What you have to do
An exact printout of all the entries is required.
------------------------------------
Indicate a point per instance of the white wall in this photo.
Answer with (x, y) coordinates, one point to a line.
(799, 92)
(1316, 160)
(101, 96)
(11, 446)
------------------------------------
Output for this exercise
Indicate a point per instance of the white wall in this photo.
Answer with (x, y) coordinates, one point to a line.
(799, 92)
(1316, 160)
(101, 96)
(11, 446)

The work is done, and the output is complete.